TASK:
Write out every line of the records below as a numbered list, skipping any blank lines. Leave the pictures out of your list.

DATA SECTION:
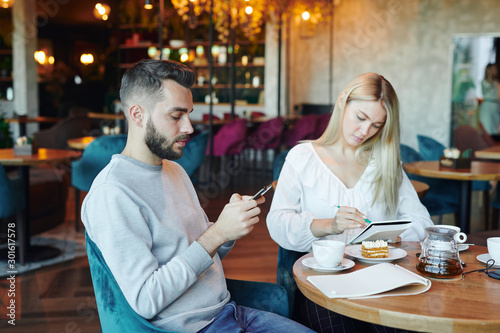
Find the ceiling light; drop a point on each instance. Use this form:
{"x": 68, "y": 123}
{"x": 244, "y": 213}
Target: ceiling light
{"x": 101, "y": 11}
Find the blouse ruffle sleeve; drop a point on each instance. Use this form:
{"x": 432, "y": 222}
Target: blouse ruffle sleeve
{"x": 410, "y": 207}
{"x": 287, "y": 224}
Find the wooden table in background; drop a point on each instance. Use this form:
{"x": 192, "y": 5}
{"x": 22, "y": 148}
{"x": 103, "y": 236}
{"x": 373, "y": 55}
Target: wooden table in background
{"x": 491, "y": 153}
{"x": 471, "y": 304}
{"x": 23, "y": 120}
{"x": 26, "y": 252}
{"x": 80, "y": 143}
{"x": 479, "y": 171}
{"x": 420, "y": 187}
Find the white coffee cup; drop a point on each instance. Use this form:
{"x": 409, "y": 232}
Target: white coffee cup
{"x": 328, "y": 253}
{"x": 494, "y": 248}
{"x": 460, "y": 237}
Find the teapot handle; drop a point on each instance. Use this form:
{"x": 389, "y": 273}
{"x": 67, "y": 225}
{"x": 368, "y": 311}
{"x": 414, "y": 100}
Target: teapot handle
{"x": 460, "y": 237}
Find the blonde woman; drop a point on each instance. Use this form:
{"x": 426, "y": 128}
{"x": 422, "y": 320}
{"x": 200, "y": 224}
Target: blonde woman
{"x": 489, "y": 113}
{"x": 328, "y": 186}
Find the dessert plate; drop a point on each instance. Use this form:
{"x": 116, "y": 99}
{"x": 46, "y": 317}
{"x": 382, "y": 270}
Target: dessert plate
{"x": 394, "y": 254}
{"x": 311, "y": 263}
{"x": 485, "y": 257}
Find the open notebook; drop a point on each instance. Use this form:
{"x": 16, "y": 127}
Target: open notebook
{"x": 380, "y": 280}
{"x": 382, "y": 230}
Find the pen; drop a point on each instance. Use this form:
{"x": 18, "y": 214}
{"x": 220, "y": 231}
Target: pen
{"x": 366, "y": 220}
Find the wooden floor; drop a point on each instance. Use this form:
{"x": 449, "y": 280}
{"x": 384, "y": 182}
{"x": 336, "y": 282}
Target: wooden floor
{"x": 60, "y": 298}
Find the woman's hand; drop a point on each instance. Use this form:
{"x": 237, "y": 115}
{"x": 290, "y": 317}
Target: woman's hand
{"x": 346, "y": 218}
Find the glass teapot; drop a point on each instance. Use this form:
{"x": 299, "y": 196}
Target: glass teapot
{"x": 439, "y": 257}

OUTPUT BELOW:
1. Find the ceiling light; drop a point on each instance. Use this form:
2. {"x": 68, "y": 123}
3. {"x": 244, "y": 213}
4. Target: ceiling light
5. {"x": 101, "y": 11}
6. Find the blouse ruffle sleeve; drop a point on each instance. Use this form:
7. {"x": 432, "y": 222}
8. Target: blouse ruffle sleeve
9. {"x": 410, "y": 207}
10. {"x": 287, "y": 224}
11. Find the wooden table in background; drop a point on each instance. Use this form:
12. {"x": 192, "y": 5}
13. {"x": 22, "y": 148}
14. {"x": 103, "y": 236}
15. {"x": 373, "y": 55}
16. Target: wooden table in background
17. {"x": 491, "y": 153}
18. {"x": 471, "y": 304}
19. {"x": 23, "y": 120}
20. {"x": 26, "y": 252}
21. {"x": 80, "y": 143}
22. {"x": 479, "y": 171}
23. {"x": 420, "y": 187}
24. Find the white coffee cup; drop a point on each instance. Use this form:
25. {"x": 409, "y": 232}
26. Target: white coffee cup
27. {"x": 328, "y": 253}
28. {"x": 494, "y": 248}
29. {"x": 460, "y": 237}
30. Find the teapot handle; drop a point on each instance. Use this form:
31. {"x": 389, "y": 273}
32. {"x": 67, "y": 225}
33. {"x": 368, "y": 311}
34. {"x": 414, "y": 100}
35. Target: teapot handle
36. {"x": 460, "y": 237}
37. Find the blonde woman; drop a point on each instance. Use this form:
38. {"x": 426, "y": 128}
39. {"x": 422, "y": 320}
40. {"x": 200, "y": 224}
41. Target: blonde woman
42. {"x": 489, "y": 113}
43. {"x": 328, "y": 186}
44. Find the dessert plate; drop a point on each instance. Use this form:
45. {"x": 116, "y": 99}
46. {"x": 46, "y": 317}
47. {"x": 382, "y": 270}
48. Target: dessert plate
49. {"x": 394, "y": 254}
50. {"x": 311, "y": 263}
51. {"x": 485, "y": 257}
52. Find the open notebook; drop a point on each instance. Use this form:
53. {"x": 16, "y": 127}
54. Target: open notebook
55. {"x": 380, "y": 280}
56. {"x": 382, "y": 230}
57. Find the pen; drop a point on each instance. Use this form:
58. {"x": 18, "y": 214}
59. {"x": 220, "y": 231}
60. Target: pen
61. {"x": 366, "y": 220}
62. Find the wooden floor; drop a point on each instance. Use this form:
63. {"x": 449, "y": 280}
64. {"x": 384, "y": 182}
65. {"x": 336, "y": 282}
66. Target: wooden floor
67. {"x": 60, "y": 298}
68. Find the woman's hand; drop a point on each instance. Use this form:
69. {"x": 237, "y": 115}
70. {"x": 290, "y": 317}
71. Target: woman's hand
72. {"x": 346, "y": 218}
73. Find the glass teapot; drop a point on each instance. Use this form:
74. {"x": 299, "y": 196}
75. Target: glass teapot
76. {"x": 439, "y": 257}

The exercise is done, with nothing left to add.